*** INPUT DATA Section Begins ***

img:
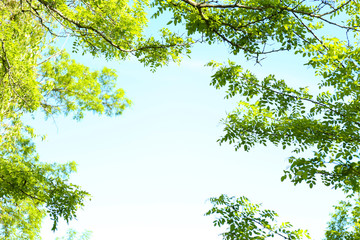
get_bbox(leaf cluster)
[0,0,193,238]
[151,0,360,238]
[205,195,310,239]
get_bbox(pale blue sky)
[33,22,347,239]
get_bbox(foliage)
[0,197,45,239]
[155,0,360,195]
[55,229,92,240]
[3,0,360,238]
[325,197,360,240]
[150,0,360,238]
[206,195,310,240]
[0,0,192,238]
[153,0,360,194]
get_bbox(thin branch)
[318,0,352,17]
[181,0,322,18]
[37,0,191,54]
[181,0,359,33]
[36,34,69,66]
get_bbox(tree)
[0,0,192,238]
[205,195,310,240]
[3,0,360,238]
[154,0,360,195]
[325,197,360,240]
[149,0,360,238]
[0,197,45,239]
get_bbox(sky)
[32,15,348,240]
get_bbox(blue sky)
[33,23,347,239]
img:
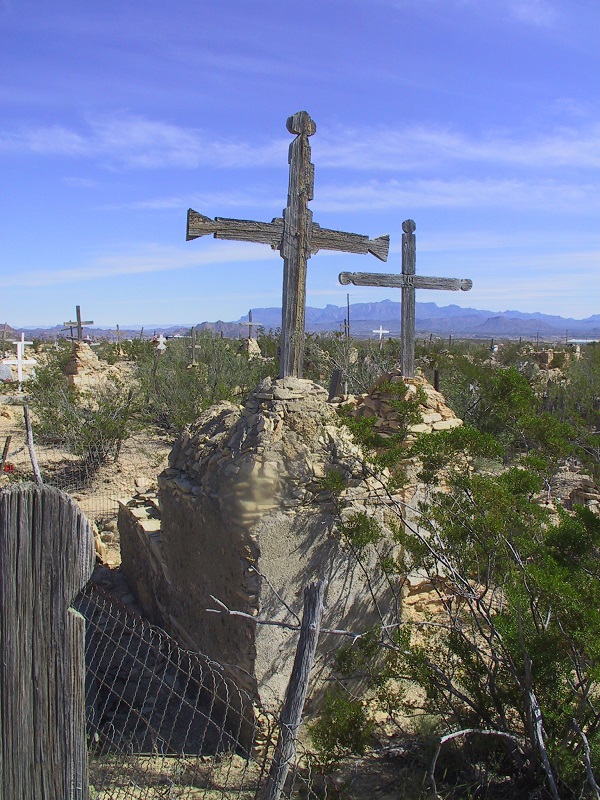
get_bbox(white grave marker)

*** INPUT DATA Section Ends ***

__WHAT THE TASK REQUIRES__: With the pictures left out, copy exactly the lines from the one containing "get_bbox(leaf cluster)" through the final line of the records above, both included.

__RESPONSE FOR THIS EXERCISE__:
get_bbox(leaf cluster)
[0,0,193,238]
[151,0,360,238]
[205,195,310,239]
get_bbox(pale blue sky)
[33,22,347,239]
get_bbox(foliage)
[0,197,45,239]
[155,0,360,195]
[55,229,92,240]
[3,0,360,238]
[325,197,360,240]
[150,0,360,238]
[206,195,310,240]
[0,0,192,238]
[153,0,360,194]
get_bbox(thin branch)
[318,0,352,17]
[181,0,322,18]
[37,0,191,54]
[181,0,359,33]
[36,34,69,66]
get_bbox(tree)
[0,0,192,238]
[205,195,310,240]
[3,0,360,238]
[154,0,360,195]
[325,197,360,240]
[149,0,360,238]
[0,197,45,239]
get_bbox(sky)
[32,15,348,240]
get_bbox(blue sky)
[33,23,347,239]
img:
get_bbox(white grave marker)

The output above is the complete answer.